◆ Anforderungen
(a) Prüfen Sie, ob die folgenden Aussagen mit dem Textauszug übereinstimmen: (i) Die St. Lamberti-Kirche wurde in ihrer jetzigen äußeren Form 1899 eingeweiht. (ii) Gladbeck war bis 1802 überwiegend evangelisch geprägt. (iii) Durch den Wiener Kongress kam Gladbeck zur Preußischen Provinz Westfalen. Antworten Sie jeweils mit Ja oder Nein und zitieren Sie die entscheidenden Worte des Textes wörtlich.
(b) Entnehmen Sie dem Textauszug die Stelle von „Gladbeck gehörte zum“ bis „die konfessionelle Auflockerung.“, und schreiben Sie sie unverändert ab.

◆ Textauszug
◆ ◆ ◆ ◆ ◆
Die St. Lamberti- Kirche in ihrer jetzigen äußeren Form wurde 1899 eingeweiht. Die Ursprünge gehen auf die erste Kirchengründung im 9. Jahrhundert zurück. Vorgänger dieser ersten Kirche mit Pfarrechten war wahrscheinlich zunächst eine kleine Kapelle, die zu dem in Gladbeck gelegenen fränkischen Königshof, dem Allinghof gehörte. Kappelle und erste Kirchen lagen am sogenannten Vestischen Hellweg, der schon im Mittelalter ein wichtiger Verkehrsweg war. An der Kirche entlang schlängelte sich ein kleiner Bach, die Gladebecke oder Gladebeke. Beide Wörter bedeuten soviel wie ?klarer, glatter, heller Bach. Der Zusammenhang von Kirche als wichtigem Kult- und Herrschaftsort, Wegverbindung und markantem Naturmerkmal (Bach) führte zur sprachlichen Identifikation dieses Kirchsprengels als ?gladbeki, dem späteren Gladbeck.
Gladbeck gehörte zum Vest Recklinghausen, dessen Landesherr der Erzbischof von Köln bis 1802 war. Gladbeck und das Vest (mittelalterlicher Begriff für einen Gerichtsbezirk) waren bis dahin ausschließlich katholisch geprägt. Durch die Beschlüsse des Wiener Kongresses von 1815 gehörte Gladbeck zur Preußischen Provinz Westfalen. Erst mit der Industrialisierung begann die konfessionelle Auflockerung.
◆ ◆ ◆ ◆ ◆
◆ Datensätze
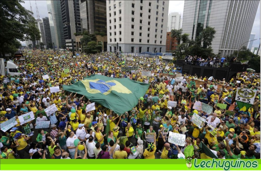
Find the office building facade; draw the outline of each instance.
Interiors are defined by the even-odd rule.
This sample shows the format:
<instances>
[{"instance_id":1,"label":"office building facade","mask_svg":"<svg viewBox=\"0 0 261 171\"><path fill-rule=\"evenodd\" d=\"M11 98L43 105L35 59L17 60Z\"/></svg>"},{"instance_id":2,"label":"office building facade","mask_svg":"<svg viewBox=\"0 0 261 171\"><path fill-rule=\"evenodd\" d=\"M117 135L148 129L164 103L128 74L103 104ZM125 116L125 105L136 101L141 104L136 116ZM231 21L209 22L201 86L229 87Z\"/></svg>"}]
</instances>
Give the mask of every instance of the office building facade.
<instances>
[{"instance_id":1,"label":"office building facade","mask_svg":"<svg viewBox=\"0 0 261 171\"><path fill-rule=\"evenodd\" d=\"M229 55L248 41L259 1L185 0L183 33L195 40L206 27L216 31L213 52Z\"/></svg>"},{"instance_id":2,"label":"office building facade","mask_svg":"<svg viewBox=\"0 0 261 171\"><path fill-rule=\"evenodd\" d=\"M107 1L108 51L164 52L169 1Z\"/></svg>"},{"instance_id":3,"label":"office building facade","mask_svg":"<svg viewBox=\"0 0 261 171\"><path fill-rule=\"evenodd\" d=\"M179 13L171 13L168 17L168 32L172 30L178 30L181 28L181 15Z\"/></svg>"},{"instance_id":4,"label":"office building facade","mask_svg":"<svg viewBox=\"0 0 261 171\"><path fill-rule=\"evenodd\" d=\"M65 41L60 1L47 0L46 3L52 43L55 48L62 48L64 46Z\"/></svg>"},{"instance_id":5,"label":"office building facade","mask_svg":"<svg viewBox=\"0 0 261 171\"><path fill-rule=\"evenodd\" d=\"M81 32L107 33L106 1L80 0Z\"/></svg>"}]
</instances>

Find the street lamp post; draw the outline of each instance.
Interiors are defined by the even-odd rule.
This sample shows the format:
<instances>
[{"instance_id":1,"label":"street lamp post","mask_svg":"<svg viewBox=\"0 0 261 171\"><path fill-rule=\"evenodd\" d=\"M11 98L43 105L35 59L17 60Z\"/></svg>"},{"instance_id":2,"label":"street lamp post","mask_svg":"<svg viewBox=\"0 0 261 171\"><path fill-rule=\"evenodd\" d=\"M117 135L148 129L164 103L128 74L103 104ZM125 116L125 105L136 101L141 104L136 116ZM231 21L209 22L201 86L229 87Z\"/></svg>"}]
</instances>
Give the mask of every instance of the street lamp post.
<instances>
[{"instance_id":1,"label":"street lamp post","mask_svg":"<svg viewBox=\"0 0 261 171\"><path fill-rule=\"evenodd\" d=\"M254 40L250 40L249 41L247 41L246 42L244 42L243 43L241 44L241 45L240 45L240 46L239 46L239 47L238 48L238 54L236 55L236 58L237 58L238 57L238 53L239 52L239 49L240 49L240 48L241 47L241 46L247 42L251 42L251 41L254 41L256 40L257 40L257 39L255 39Z\"/></svg>"}]
</instances>

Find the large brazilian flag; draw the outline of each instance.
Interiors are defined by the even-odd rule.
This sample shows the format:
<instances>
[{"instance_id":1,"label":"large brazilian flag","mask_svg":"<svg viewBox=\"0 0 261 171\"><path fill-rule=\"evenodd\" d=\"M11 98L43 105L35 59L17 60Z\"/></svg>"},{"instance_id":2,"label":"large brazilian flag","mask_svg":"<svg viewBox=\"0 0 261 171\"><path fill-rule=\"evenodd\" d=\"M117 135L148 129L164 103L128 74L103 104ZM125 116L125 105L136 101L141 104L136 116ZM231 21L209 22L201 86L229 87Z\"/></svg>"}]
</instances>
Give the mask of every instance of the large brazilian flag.
<instances>
[{"instance_id":1,"label":"large brazilian flag","mask_svg":"<svg viewBox=\"0 0 261 171\"><path fill-rule=\"evenodd\" d=\"M143 96L149 84L128 78L92 75L63 89L84 95L92 101L122 114L131 110Z\"/></svg>"}]
</instances>

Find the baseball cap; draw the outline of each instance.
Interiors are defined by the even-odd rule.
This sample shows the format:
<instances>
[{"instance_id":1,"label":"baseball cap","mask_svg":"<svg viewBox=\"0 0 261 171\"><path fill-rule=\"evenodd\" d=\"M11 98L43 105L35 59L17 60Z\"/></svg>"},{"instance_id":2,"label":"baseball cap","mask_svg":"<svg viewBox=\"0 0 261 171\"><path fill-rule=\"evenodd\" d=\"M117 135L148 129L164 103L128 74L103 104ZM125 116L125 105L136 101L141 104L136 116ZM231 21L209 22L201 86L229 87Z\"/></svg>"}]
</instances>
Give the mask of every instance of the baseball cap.
<instances>
[{"instance_id":1,"label":"baseball cap","mask_svg":"<svg viewBox=\"0 0 261 171\"><path fill-rule=\"evenodd\" d=\"M228 131L230 132L235 132L235 129L234 129L234 128L231 128L229 129Z\"/></svg>"},{"instance_id":2,"label":"baseball cap","mask_svg":"<svg viewBox=\"0 0 261 171\"><path fill-rule=\"evenodd\" d=\"M15 134L15 136L14 137L14 138L16 138L18 137L21 135L22 134L21 134L20 133L16 133L16 134Z\"/></svg>"},{"instance_id":3,"label":"baseball cap","mask_svg":"<svg viewBox=\"0 0 261 171\"><path fill-rule=\"evenodd\" d=\"M82 123L80 123L79 124L79 125L78 125L78 128L81 128L84 126L84 124L83 124Z\"/></svg>"}]
</instances>

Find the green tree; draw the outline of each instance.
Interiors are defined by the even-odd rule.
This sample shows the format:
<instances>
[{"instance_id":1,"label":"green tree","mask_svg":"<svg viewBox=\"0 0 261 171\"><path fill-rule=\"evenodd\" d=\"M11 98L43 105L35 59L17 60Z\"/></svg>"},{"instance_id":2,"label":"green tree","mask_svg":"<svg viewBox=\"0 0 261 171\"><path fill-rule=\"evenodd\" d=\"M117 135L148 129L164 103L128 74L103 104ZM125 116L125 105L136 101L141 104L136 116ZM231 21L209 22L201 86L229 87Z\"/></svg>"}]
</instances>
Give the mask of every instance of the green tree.
<instances>
[{"instance_id":1,"label":"green tree","mask_svg":"<svg viewBox=\"0 0 261 171\"><path fill-rule=\"evenodd\" d=\"M14 40L35 40L40 38L32 13L22 6L21 3L24 2L21 0L0 1L0 48L4 57L5 48L13 45Z\"/></svg>"}]
</instances>

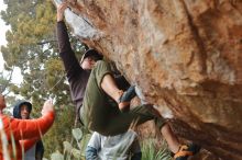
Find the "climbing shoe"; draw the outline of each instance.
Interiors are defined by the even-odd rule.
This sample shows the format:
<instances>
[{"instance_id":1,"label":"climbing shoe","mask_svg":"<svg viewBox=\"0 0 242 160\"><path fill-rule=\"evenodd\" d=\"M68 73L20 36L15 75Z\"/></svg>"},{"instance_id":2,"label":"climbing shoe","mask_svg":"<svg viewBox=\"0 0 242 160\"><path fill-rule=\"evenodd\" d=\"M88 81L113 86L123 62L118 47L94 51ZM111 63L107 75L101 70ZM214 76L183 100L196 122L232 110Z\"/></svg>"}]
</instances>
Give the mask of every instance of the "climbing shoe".
<instances>
[{"instance_id":1,"label":"climbing shoe","mask_svg":"<svg viewBox=\"0 0 242 160\"><path fill-rule=\"evenodd\" d=\"M130 101L136 95L135 88L132 85L125 92L122 93L118 103L119 110L121 112L129 112L130 111Z\"/></svg>"},{"instance_id":2,"label":"climbing shoe","mask_svg":"<svg viewBox=\"0 0 242 160\"><path fill-rule=\"evenodd\" d=\"M179 147L177 153L175 153L175 160L187 160L189 156L196 155L200 150L200 146L190 144L190 145L183 145Z\"/></svg>"}]
</instances>

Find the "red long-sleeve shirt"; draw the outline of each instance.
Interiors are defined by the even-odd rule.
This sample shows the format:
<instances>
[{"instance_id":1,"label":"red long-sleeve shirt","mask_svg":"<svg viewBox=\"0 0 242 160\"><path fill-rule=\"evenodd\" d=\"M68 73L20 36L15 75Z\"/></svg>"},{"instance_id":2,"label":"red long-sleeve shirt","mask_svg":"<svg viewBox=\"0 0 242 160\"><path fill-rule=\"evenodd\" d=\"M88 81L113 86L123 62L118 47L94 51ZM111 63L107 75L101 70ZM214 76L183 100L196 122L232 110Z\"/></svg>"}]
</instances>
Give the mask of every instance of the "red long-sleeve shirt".
<instances>
[{"instance_id":1,"label":"red long-sleeve shirt","mask_svg":"<svg viewBox=\"0 0 242 160\"><path fill-rule=\"evenodd\" d=\"M54 112L50 112L36 119L16 119L0 114L0 121L2 121L3 125L2 132L4 132L8 140L8 153L10 155L10 158L14 159L12 146L14 142L16 160L22 160L21 145L23 145L24 150L30 149L36 142L36 140L44 135L48 128L51 128L52 124L54 123ZM0 137L2 137L2 134ZM3 160L2 147L3 146L0 138L0 160Z\"/></svg>"}]
</instances>

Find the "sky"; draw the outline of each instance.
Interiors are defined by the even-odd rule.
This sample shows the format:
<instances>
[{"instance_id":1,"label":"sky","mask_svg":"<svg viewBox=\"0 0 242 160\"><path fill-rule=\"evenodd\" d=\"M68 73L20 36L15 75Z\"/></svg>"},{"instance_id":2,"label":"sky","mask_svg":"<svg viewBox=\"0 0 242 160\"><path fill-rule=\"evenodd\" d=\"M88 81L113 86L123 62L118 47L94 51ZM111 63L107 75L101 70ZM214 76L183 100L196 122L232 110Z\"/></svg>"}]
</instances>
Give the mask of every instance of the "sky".
<instances>
[{"instance_id":1,"label":"sky","mask_svg":"<svg viewBox=\"0 0 242 160\"><path fill-rule=\"evenodd\" d=\"M3 3L3 0L0 0L0 11L6 10L7 5ZM10 30L10 26L7 26L4 21L2 19L0 19L0 46L6 45L7 41L6 41L6 32ZM2 58L2 53L0 50L0 72L3 71L3 58ZM12 82L20 84L22 81L22 76L20 73L20 69L19 68L14 68L13 70L13 79Z\"/></svg>"}]
</instances>

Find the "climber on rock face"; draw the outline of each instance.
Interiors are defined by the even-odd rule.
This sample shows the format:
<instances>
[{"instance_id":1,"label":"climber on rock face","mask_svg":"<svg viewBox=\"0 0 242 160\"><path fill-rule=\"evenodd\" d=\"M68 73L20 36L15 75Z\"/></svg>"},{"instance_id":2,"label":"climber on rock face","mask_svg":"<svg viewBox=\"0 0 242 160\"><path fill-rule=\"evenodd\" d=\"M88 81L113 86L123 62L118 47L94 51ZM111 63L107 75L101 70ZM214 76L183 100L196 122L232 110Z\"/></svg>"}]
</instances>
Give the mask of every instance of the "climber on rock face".
<instances>
[{"instance_id":1,"label":"climber on rock face","mask_svg":"<svg viewBox=\"0 0 242 160\"><path fill-rule=\"evenodd\" d=\"M110 64L102 60L101 54L88 49L80 61L77 60L64 23L66 8L67 3L63 2L57 9L57 38L80 123L103 136L114 136L125 133L131 124L154 119L169 149L176 153L176 160L185 160L196 153L197 146L182 146L153 105L143 104L130 110L130 101L136 95L134 87L123 84L127 83L123 77L114 79ZM120 81L122 88L119 88Z\"/></svg>"}]
</instances>

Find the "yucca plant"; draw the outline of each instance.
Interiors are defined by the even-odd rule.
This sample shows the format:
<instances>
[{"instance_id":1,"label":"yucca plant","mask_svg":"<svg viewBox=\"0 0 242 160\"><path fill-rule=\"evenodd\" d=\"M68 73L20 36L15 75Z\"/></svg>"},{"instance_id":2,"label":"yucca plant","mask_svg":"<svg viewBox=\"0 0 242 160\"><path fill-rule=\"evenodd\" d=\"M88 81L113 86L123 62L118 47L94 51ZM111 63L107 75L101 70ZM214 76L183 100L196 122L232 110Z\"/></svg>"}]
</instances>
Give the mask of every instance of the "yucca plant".
<instances>
[{"instance_id":1,"label":"yucca plant","mask_svg":"<svg viewBox=\"0 0 242 160\"><path fill-rule=\"evenodd\" d=\"M157 147L154 139L146 139L141 142L142 160L172 160L165 140Z\"/></svg>"}]
</instances>

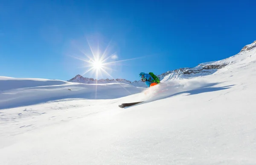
◆ ◆ ◆ ◆ ◆
◆ Lösungen
(a)
(i) Ja: „in ihrer jetzigen äußeren Form wurde 1899 eingeweiht“
(ii) Nein: „waren bis dahin ausschließlich katholisch geprägt“
(iii) Ja: „Durch die Beschlüsse des Wiener Kongresses von 1815 gehörte Gladbeck zur Preußischen Provinz Westfalen“

(b)
Gladbeck gehörte zum Vest Recklinghausen, dessen Landesherr der Erzbischof von Köln bis 1802 war. Gladbeck und das Vest (mittelalterlicher Begriff für einen Gerichtsbezirk) waren bis dahin ausschließlich katholisch geprägt. Durch die Beschlüsse des Wiener Kongresses von 1815 gehörte Gladbeck zur Preußischen Provinz Westfalen. Erst mit der Industrialisierung begann die konfessionelle Auflockerung.